** What this task involves **
Exact copy, no pictures: return all the records as they stand.

** Materials provided **
== == ==
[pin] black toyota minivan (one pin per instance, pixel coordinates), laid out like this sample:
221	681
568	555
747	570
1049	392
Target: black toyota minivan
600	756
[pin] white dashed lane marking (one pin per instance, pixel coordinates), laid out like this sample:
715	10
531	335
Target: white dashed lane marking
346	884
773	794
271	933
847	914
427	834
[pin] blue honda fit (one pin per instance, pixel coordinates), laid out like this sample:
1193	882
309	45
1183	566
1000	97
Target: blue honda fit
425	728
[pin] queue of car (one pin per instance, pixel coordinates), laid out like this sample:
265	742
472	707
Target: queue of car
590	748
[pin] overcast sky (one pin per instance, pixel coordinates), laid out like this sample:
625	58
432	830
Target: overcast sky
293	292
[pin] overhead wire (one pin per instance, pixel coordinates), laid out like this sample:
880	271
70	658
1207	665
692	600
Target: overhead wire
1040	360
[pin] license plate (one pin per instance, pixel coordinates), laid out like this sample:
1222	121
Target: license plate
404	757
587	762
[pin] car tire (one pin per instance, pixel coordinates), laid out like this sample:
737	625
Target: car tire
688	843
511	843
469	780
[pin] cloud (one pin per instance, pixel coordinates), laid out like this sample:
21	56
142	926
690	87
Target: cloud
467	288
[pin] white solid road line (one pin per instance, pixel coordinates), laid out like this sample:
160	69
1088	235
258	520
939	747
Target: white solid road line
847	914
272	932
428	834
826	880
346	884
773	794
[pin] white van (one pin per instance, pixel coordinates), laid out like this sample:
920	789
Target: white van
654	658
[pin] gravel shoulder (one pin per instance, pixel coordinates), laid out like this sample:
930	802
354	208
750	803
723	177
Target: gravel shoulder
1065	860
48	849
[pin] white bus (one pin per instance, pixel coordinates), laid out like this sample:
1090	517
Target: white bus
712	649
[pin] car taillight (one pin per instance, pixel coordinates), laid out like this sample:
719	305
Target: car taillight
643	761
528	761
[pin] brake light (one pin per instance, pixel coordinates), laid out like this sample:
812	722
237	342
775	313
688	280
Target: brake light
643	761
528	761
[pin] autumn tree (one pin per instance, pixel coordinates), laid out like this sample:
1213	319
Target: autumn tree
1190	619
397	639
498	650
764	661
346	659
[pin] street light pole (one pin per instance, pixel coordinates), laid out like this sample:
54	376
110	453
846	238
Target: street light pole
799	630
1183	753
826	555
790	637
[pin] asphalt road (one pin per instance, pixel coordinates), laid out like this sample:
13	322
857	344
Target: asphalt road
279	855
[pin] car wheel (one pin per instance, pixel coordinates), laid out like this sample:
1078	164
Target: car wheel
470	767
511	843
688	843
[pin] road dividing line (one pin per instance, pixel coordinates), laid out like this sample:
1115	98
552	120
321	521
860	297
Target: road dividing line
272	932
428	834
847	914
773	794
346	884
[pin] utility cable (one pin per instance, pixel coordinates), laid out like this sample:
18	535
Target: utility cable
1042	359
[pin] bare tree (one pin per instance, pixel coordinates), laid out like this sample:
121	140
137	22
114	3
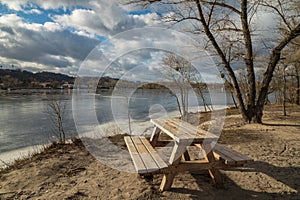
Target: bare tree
229	30
178	70
56	111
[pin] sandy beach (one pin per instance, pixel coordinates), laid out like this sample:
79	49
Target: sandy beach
70	172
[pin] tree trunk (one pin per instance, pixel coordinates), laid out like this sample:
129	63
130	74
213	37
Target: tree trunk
298	87
248	61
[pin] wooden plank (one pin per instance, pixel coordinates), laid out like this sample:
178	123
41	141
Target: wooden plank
154	136
137	160
195	131
159	161
214	173
170	130
231	156
147	159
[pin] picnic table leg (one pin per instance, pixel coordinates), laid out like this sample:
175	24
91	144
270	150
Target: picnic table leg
178	150
214	173
154	136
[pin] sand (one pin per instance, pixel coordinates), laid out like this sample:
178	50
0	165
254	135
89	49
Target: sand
70	172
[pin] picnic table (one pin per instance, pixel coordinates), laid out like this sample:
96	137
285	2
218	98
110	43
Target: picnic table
182	135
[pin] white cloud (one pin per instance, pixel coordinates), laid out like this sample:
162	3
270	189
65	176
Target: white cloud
44	46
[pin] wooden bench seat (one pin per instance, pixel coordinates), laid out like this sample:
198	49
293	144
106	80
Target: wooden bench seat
230	156
144	157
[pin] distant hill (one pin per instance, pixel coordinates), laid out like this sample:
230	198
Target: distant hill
26	76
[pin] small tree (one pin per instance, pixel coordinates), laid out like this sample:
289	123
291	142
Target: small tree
228	26
179	71
56	110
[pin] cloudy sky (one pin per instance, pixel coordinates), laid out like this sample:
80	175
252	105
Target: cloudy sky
57	35
67	35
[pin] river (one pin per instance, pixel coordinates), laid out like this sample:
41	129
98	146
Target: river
24	117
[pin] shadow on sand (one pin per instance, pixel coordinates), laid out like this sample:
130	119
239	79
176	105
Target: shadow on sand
289	176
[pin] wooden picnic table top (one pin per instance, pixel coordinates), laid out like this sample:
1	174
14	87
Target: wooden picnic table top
180	130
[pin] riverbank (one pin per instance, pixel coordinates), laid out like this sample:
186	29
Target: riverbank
70	172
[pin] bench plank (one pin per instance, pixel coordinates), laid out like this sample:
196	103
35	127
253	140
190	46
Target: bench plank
159	161
194	131
230	156
171	130
137	160
148	161
145	158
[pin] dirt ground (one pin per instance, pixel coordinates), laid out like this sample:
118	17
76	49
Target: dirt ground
70	172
== == ==
** Your solution **
[pin] black toyota minivan (one pin per instance, pixel coordinates), laid out like this sample:
221	681
568	555
747	570
1049	392
Target: black toyota minivan
600	756
[pin] white dashed lane marking (one pin per instance, pixel coordinates), laid out like this sample:
715	10
531	335
Target: white dashed lane marking
346	884
773	794
271	933
847	914
427	834
[pin] blue honda fit (one pin per instance, pixel coordinates), laid out like this sample:
1193	882
309	45
1183	566
1000	97
Target: blue honda fit
425	728
[pin] queue of car (one pin per instance, pixel coordinates), laid out like this sample:
265	742
472	707
Target: queue of car
590	748
[pin] overcast sky (one pin per instance, pixel coordinates), laid out like this sample:
625	58
432	830
Target: overcast sky
293	292
[pin] overhead wire (one pin per instance, pixel coordinates), laid out like this sample:
880	271
70	658
1207	665
692	600
Target: overhead wire
1040	360
[pin] license plate (one pin per instance, pixel coordinates), laid out like this sample:
1222	121
Target: license plate
404	757
587	762
[pin] car tire (one pin per instance, pixel coordinates), laid out like this sample:
737	625
Target: car tire
688	843
511	843
469	780
[pin] cloud (one pin per instance, pixel coordinates), laid out like this sample:
21	56
142	926
690	87
Target: cloud
467	288
[pin] white solid road line (one pin per instance, pixel coordinates), laid out like this sample:
160	69
1088	235
258	520
939	747
Target: white solid road line
847	914
272	932
428	834
826	880
346	884
773	794
[pin] white van (one pin per instance, pixel coordinates), laid out like this sample:
920	789
Target: white van
654	658
[pin] gravel shoulder (one pin per instance, pixel coordinates), laid out like this sample:
930	802
354	208
750	803
723	177
Target: gravel shoulder
1065	860
48	849
[pin] white bus (one pin per instance, pixel coordinates), laid out like this sample:
1090	517
Target: white bus
712	649
[pin] car taillight (one pin per instance, pixel coordinates), laid out like this sample:
719	305
Target: car taillight
643	761
528	761
[pin] brake light (one pin per instance, pixel coordinates), laid out like this sample:
812	722
237	342
775	313
688	280
Target: brake light
643	761
528	761
[pin] autumn tree (one pin per instance, pixel coordinates), laid out like this sample:
1213	319
Target: autumn tree
1190	619
397	639
498	650
764	661
346	659
[pin] street light pole (one pin per instance, pixel coordinates), laid out like this sample:
54	376
110	453
846	238
Target: street light pole
799	630
1183	753
826	555
790	637
[pin] asphalt road (one pin per instance, pixel coordinates), laid out like this sample:
13	322
857	344
Target: asphalt road
279	855
[pin] car wheel (one pin per instance, pixel coordinates), laid out like this sample:
1078	164
Target: car wheel
470	767
511	843
688	843
[pin] road dividing line (one pin per instance, pixel coordinates), laid out like this sample:
1115	98
552	120
321	521
860	297
Target: road dividing line
272	932
428	834
847	914
773	794
346	884
[pin] utility cable (one pin per instance, pixel coordinates), laid out like this sample:
18	535
Target: utility cable
1042	359
[pin] bare tree (one pin per instance, pixel coordinates), laid out like this sample:
121	140
137	22
114	3
Target: bare tree
229	30
178	70
56	111
[pin] sandy beach (one pin per instance, pixel coordinates), laid out like this sample:
79	49
Target: sandy beach
70	172
[pin] tree trunk (one pin per instance, pixel coordinates), laid out like this sample:
129	63
130	74
213	37
Target: tree trunk
298	87
248	61
[pin] wooden plank (one pin per instance, pixel coordinates), laid out like this sample:
178	123
41	141
Target: wooden plank
154	136
137	160
195	131
159	161
214	173
170	130
231	156
147	159
[pin] picnic table leg (one pin per instance, pixel coordinates), laid out like this sample:
175	24
91	144
270	150
Target: picnic table leg
178	150
214	173
154	136
[pin] sand (one pin per instance, pixel coordinates), laid out like this sample:
178	50
0	165
254	135
89	49
Target: sand
70	172
[pin] picnic table (one pin per instance, pixel coordinates), laid out like this sample:
96	137
285	2
218	98
110	43
Target: picnic table
182	135
[pin] white cloud (one pin per instance, pixel coordinates), laid out like this sample:
162	3
270	189
65	176
Target: white cloud
44	46
[pin] wooden bench seat (one pin per instance, pixel coordinates), laid out like this sample:
198	49
293	144
106	80
Target: wooden bench seat
230	156
144	157
[pin] distant hill (one pin per instance, pixel coordinates), laid out like this sample:
230	198
Target: distant hill
26	76
[pin] small tree (one pin per instance, pixel coordinates), laid out like this sample:
289	123
291	142
Target: small tree
228	26
179	71
56	110
[pin] cloudy sky (one pin per instance, pixel coordinates), laid out like this sample:
80	175
252	105
Target: cloudy sky
57	35
67	35
[pin] river (one pin per instance, pixel coordinates), laid out like this sample:
41	129
98	146
Target: river
24	117
[pin] shadow on sand (one pin per instance, pixel coordinates), laid out like this sample:
130	119
239	79
176	105
Target: shadow on sand
289	176
[pin] wooden picnic table top (one pin per instance, pixel coordinates), laid out like this sample:
1	174
14	87
Target: wooden picnic table top
180	130
[pin] riverbank (one pin per instance, pixel coordinates), laid out like this sample:
186	29
Target: riverbank
70	172
[pin] bench plank (one pin per instance, pixel coordinates), laid out like this sample:
196	103
35	127
253	140
190	46
Target: bench plank
159	161
194	131
230	156
171	130
137	160
148	161
145	158
[pin] dirt ground (one pin per instance, pixel coordinates), laid out like this sample:
118	17
76	49
Target: dirt ground
70	172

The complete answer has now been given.